Exercise text:
:::

JMIR Publications

ABSTRACT

Background:

The Timed Up and Go (TUG) test is widely used to assess mobility and fall risk in older adults and orthopedic patients. Its instrumented variant (iTUG), based on inertial measurement units (IMUs), enables an objectively quantification of motor performance and can even be implemented using smartphone technology. However, its broader clinical adoption remains limited by concerns about reliability, feasibility, and the interpretability of the extracted parameters.

Objective:

This study aimed to evaluate the test-retest reliability of variables derived from a single-sensor iTUG in orthopedic inpatients undergoing rehabilitation, and to determine whether a subset of reliable, sensor-based metrics can support a multidimensional assessment of functional mobility and discriminate among common orthopedic conditions.

:::

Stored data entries
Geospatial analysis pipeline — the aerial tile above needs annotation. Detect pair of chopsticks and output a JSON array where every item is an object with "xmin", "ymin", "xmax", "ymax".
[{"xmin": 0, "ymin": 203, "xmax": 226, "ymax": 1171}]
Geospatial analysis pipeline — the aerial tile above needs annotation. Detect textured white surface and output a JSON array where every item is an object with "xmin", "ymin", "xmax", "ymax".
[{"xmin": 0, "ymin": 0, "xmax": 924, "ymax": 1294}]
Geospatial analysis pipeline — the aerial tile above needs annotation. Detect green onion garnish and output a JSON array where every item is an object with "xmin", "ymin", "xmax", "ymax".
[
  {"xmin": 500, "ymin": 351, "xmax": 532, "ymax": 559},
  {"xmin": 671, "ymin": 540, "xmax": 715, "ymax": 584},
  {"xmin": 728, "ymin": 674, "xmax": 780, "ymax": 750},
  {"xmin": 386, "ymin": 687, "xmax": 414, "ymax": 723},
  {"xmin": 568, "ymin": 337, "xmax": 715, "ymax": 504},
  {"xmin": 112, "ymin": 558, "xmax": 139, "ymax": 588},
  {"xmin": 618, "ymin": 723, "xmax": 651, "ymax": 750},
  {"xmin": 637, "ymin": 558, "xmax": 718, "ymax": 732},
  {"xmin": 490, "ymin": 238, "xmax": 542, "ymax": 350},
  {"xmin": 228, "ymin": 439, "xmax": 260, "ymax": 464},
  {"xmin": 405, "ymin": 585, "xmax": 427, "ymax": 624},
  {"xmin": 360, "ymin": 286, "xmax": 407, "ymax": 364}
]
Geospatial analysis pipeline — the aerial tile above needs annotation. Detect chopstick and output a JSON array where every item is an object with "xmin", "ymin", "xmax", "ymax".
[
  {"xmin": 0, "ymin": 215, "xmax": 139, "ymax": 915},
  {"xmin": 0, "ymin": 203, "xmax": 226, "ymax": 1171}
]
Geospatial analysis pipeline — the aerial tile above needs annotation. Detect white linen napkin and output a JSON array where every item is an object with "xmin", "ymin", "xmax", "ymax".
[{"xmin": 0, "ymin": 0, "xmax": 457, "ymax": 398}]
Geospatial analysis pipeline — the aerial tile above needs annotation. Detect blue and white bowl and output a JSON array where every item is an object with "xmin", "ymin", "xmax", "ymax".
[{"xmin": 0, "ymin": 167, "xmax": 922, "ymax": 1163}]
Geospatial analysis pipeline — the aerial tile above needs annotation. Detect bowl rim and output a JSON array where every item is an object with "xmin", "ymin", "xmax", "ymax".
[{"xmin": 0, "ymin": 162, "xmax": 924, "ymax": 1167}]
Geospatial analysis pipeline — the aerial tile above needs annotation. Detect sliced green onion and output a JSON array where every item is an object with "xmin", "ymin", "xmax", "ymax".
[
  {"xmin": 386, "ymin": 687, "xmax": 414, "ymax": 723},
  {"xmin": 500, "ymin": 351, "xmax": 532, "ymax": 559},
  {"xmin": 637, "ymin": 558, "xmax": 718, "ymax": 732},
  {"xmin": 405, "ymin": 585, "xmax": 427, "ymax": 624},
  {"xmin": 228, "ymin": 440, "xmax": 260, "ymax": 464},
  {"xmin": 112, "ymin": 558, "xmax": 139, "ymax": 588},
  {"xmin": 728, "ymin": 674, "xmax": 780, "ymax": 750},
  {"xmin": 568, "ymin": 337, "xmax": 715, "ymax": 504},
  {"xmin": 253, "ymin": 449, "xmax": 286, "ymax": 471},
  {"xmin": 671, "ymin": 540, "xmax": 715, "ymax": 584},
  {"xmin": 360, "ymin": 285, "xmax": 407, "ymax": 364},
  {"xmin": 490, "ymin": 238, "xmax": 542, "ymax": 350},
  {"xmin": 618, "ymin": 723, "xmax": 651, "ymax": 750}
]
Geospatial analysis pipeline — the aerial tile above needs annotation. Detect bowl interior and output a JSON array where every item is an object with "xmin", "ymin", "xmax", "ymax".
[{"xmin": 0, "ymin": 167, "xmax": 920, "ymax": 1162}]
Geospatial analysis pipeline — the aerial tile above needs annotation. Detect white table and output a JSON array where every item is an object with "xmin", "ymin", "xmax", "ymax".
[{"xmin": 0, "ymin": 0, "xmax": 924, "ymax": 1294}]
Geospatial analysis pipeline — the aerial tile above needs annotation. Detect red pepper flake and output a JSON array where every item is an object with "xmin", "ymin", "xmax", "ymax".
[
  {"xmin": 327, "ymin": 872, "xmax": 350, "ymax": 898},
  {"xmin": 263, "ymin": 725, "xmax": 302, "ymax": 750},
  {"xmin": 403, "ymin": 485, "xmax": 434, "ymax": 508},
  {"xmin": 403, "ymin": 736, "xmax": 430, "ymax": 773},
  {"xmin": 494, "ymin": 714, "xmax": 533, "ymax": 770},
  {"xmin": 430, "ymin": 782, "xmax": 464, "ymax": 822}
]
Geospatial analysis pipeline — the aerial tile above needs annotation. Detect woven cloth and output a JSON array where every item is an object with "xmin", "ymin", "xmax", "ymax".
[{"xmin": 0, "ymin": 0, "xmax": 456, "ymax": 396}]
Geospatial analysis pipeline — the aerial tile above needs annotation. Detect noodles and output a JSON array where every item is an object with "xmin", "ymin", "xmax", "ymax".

:::

Set of tasks:
1 - Summarize the abstract on the instrumented Timed Up and Go test in two sentences.
2 - Extend the abstract on the instrumented Timed Up and Go test, beginning after its final sentence.

Responses by item number:
1 - The instrumented Timed Up and Go test uses inertial measurement units, which can be implemented with smartphone technology, to quantify motor performance objectively, but concerns about reliability, feasibility, and the interpretability of its parameters limit its broader clinical adoption. The study aimed to evaluate the test-retest reliability of single-sensor iTUG variables in orthopedic inpatients undergoing rehabilitation and to determine whether reliable sensor-based metrics can support a multidimensional assessment of functional mobility and discriminate among common orthopedic conditions.

2 -
Methods:

We recruited 104 inpatients at discharge from a rehabilitation ward after total hip arthroplasty (THA), total knee arthroplasty (TKA), or femur fracture. Each participant performed the iTUG test on two consecutive days using a a smartphone-based solution consisting of a single IMU placed on the lower back. From 100 extracted variables, those with excellent test–retest reliability (intraclass correlation coefficient [ICC] ≥ 0.75) were retained. Exploratory factor analysis (EFA) was used to identify underlying mobility domains, and linear discriminant analysis (LDA) with 10-fold cross validation tested their ability to classify diagnostic groups.

Results:

Out of 100 iTUG-derived variables, 36 demonstrated excellent test-retest reliability, and 25 were retained for multivariate analysis. EFA identified five factors—Walking Ability, Pace/Rhythm, Sit-to-Walk Smoothness, Turning Ability, and Medio-Lateral Angular Stability—explaining 80.8% of total variance. These factors showed good classification accuracy (68%) and achieved an area under the curve (AUC) of 0.86 and an overall accuracy of 0.68 ± 0.14 for distinguishing among THA, TKA, and femur fracture. In contrast, total iTUG duration alone yielded an AUC of 0.62. All patients used walking aids, and gait variables were more reliable than jerk-based or coordination metrics.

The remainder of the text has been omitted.